____ Texto selecionado

Membros do governo Netanyahu e do Hamas estão discutindo uma trégua para suspender os atritos na fronteira entre Israel e Gaza.
Naftali Bennett, ministro da Educação e líder do partido direitista Lar Judaico, é raivosamente contrário, não admite qualquer acordo com o Hamas. Para ele, esse movimento é terrorista e pretende destruir Israel.
Falar com essa gente, só com com balas de canhão, ruge o belicoso político.
Em entrevista à rádio israelense 103FM, Bennett declarou-se “a favor do assassinato da liderança do Hamas (Middle East Eye, 30-82018).”
Não é a primeira vez que o líder do partido “Lar Judaico” faz esse desconcertante tipo de proposta.
Em 2013, ele manifestou apoio à execução extra-judicial de inimigos do regime. E, cheio de orgulho patriótico, ele contou: “já matei muitos árabes na minha vida e não tenho problema nenhum com isso.”

________
____ Material apresentado

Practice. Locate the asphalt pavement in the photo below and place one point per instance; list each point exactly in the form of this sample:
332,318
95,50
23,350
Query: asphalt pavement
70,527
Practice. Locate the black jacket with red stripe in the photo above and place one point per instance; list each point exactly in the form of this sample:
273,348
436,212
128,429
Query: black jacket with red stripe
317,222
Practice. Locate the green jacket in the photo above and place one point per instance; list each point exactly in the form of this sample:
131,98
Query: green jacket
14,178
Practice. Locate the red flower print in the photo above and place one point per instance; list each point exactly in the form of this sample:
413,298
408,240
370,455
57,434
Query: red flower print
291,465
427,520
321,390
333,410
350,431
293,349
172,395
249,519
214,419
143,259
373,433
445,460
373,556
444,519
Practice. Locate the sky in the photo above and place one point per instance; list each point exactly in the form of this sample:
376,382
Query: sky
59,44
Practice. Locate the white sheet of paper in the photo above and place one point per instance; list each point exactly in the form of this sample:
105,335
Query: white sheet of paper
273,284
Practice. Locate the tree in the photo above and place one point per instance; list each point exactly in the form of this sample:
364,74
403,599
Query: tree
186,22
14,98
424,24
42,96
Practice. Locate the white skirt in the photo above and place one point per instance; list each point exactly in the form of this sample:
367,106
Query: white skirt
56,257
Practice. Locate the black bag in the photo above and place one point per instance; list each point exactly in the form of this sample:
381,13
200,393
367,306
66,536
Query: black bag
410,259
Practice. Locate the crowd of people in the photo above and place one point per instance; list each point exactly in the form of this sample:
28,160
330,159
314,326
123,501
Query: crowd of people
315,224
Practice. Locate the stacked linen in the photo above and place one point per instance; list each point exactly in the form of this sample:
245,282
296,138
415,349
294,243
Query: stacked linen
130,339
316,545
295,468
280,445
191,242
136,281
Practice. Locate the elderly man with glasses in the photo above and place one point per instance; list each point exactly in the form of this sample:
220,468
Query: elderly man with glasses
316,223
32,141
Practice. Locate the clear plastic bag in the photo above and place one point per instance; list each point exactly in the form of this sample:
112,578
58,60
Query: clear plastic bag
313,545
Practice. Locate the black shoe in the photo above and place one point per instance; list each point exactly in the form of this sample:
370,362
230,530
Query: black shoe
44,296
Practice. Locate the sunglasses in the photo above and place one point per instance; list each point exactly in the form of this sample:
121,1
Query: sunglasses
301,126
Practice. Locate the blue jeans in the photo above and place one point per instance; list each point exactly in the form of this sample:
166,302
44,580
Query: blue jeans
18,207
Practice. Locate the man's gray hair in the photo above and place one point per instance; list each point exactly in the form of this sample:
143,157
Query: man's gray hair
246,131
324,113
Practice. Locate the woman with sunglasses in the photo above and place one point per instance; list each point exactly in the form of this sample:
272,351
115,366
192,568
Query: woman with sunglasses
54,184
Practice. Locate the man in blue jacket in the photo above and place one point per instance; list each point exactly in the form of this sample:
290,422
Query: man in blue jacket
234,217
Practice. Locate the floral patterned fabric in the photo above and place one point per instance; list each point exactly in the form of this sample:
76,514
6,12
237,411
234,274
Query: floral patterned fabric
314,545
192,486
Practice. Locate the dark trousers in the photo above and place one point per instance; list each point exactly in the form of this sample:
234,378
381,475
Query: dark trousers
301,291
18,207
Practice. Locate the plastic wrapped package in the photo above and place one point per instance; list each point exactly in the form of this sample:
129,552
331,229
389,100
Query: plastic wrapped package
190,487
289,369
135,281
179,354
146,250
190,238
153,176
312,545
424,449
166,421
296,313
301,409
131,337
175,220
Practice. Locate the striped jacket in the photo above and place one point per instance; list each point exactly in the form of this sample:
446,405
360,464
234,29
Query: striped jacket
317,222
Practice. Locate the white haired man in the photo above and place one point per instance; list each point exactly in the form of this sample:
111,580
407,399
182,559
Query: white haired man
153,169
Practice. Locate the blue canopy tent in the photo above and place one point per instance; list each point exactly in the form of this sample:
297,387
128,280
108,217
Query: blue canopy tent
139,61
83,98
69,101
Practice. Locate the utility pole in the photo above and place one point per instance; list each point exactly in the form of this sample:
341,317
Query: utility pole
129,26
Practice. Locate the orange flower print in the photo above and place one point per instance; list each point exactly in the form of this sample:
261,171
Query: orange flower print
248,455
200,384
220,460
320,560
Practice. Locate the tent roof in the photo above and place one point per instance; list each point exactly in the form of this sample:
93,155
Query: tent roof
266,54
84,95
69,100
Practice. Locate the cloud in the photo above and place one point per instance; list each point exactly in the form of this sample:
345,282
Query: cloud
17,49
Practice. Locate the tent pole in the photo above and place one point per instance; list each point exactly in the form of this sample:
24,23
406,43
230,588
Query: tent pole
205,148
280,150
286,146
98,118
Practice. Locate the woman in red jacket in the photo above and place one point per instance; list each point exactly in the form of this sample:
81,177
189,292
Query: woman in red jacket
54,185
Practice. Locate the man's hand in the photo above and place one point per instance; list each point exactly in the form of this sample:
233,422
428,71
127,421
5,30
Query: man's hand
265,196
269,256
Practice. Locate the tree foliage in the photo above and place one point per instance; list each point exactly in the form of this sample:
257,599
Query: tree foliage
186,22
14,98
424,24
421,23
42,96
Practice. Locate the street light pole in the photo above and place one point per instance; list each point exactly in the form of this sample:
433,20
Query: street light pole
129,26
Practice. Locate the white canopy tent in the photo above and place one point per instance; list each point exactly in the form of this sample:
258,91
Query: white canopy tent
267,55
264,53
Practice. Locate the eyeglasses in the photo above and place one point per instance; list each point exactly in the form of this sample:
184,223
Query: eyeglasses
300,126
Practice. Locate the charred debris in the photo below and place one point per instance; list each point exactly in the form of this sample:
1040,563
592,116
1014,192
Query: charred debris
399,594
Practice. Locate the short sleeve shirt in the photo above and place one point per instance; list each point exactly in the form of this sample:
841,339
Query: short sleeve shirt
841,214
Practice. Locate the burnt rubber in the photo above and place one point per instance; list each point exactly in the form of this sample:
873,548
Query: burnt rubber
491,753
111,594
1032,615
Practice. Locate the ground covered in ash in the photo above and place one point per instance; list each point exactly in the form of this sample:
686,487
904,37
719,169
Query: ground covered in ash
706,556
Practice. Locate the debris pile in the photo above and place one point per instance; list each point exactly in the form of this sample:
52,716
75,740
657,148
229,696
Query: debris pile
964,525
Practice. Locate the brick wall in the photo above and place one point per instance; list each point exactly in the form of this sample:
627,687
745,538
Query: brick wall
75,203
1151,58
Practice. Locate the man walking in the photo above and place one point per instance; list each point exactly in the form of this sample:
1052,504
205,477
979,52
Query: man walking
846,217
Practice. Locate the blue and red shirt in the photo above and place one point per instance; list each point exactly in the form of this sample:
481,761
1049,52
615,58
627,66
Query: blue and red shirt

________

Instruções –
1. Traduza para o inglês esta frase do texto selecionado: «Não é a primeira vez que o líder do partido “Lar Judaico” faz esse desconcertante tipo de proposta.»
2. Copie palavra por palavra as linhas dos registros, começando na que contém "Practice. Locate the man walking" e terminando no fim dos registros.
O texto e os registros vêm de fontes diferentes.

Respostas –
1. This is not the first time the leader of the “Jewish Home” party has made this disconcerting kind of proposal.

2.
Practice. Locate the man walking in the photo above and place one point per instance; list each point exactly in the form of this sample:
1052,504
205,477
979,52
Query: man walking
846,217
Practice. Locate the blue and red shirt in the photo above and place one point per instance; list each point exactly in the form of this sample:
481,761
1049,52
615,58
627,66
Query: blue and red shirt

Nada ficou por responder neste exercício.